**EXERCISE DESCRIPTION:** Copy every one of the following lines word for word, in the same order.

**INFORMATION PROVIDED:**
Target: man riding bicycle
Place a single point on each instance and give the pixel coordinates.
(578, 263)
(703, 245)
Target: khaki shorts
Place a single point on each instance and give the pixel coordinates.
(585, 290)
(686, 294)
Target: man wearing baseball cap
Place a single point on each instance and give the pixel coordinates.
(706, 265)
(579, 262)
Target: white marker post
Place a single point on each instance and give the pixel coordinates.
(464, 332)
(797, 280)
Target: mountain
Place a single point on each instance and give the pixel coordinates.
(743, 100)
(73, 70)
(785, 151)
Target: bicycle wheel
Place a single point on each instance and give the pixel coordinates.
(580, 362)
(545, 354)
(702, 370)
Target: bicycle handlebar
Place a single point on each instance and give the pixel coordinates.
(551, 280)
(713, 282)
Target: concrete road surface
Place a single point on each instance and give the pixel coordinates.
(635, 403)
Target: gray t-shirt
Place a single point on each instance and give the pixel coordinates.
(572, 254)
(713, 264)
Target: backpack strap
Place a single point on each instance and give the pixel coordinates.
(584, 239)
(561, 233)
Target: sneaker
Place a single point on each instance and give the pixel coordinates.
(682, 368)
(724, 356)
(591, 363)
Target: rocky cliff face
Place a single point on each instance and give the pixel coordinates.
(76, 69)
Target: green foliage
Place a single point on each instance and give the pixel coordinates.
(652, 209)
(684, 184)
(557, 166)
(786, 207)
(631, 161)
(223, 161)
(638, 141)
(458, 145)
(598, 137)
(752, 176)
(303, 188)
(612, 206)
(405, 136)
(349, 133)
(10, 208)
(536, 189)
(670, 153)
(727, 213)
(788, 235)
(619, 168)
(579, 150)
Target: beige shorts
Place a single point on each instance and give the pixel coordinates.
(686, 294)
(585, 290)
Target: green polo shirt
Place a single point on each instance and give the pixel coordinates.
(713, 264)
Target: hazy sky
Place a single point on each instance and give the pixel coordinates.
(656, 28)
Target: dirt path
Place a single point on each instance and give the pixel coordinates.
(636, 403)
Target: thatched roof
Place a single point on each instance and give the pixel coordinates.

**PROBLEM SOLUTION:**
Target: man riding bicycle
Place a single point on each instance and give the pixel coordinates.
(578, 263)
(703, 245)
Target: khaki shorts
Place a single point on each instance and give the pixel coordinates.
(585, 290)
(686, 294)
Target: man wearing baseball cap
Place a single point on each instance and give the pixel coordinates.
(706, 265)
(579, 262)
Target: white marker post
Place a single point on each instance and give the pixel coordinates.
(464, 332)
(797, 280)
Target: mountain
Place a single point on each instance and give the pixel coordinates.
(743, 100)
(73, 70)
(785, 151)
Target: bicycle wheel
Place a single point on each instance and give the pixel coordinates.
(580, 362)
(545, 354)
(702, 370)
Target: bicycle handlebar
Place a single point on each instance and give the pixel coordinates.
(551, 280)
(713, 282)
Target: concrete road surface
Place a single point on each instance and give the pixel coordinates.
(635, 403)
Target: gray t-shirt
Place a single point on each instance and give the pixel coordinates.
(572, 254)
(713, 264)
Target: backpack strap
Place a single point on each instance and give the pixel coordinates.
(584, 239)
(561, 233)
Target: sneaker
Place a single point on each instance and give the pixel coordinates.
(682, 368)
(724, 356)
(591, 363)
Target: rocky cliff face
Place a single point on each instance and give the pixel coordinates.
(76, 69)
Target: green foliage
Place a single point on each instance and give the pixel coordinates.
(652, 209)
(684, 184)
(557, 166)
(786, 207)
(631, 161)
(223, 161)
(638, 141)
(458, 145)
(598, 137)
(752, 176)
(303, 188)
(612, 206)
(405, 136)
(349, 133)
(10, 208)
(536, 189)
(670, 153)
(727, 213)
(788, 235)
(619, 168)
(579, 150)
Target: beige shorts
Place a single point on each instance and give the pixel coordinates.
(686, 294)
(585, 290)
Target: green polo shirt
Place a single point on each instance and give the pixel coordinates.
(713, 264)
Target: hazy sky
Place a single point on each instance and give the pixel coordinates.
(656, 28)
Target: dirt path
Place a single point on each instance and give the pixel coordinates.
(636, 403)
Target: thatched roof
Place a single point on each instance and give the pixel coordinates.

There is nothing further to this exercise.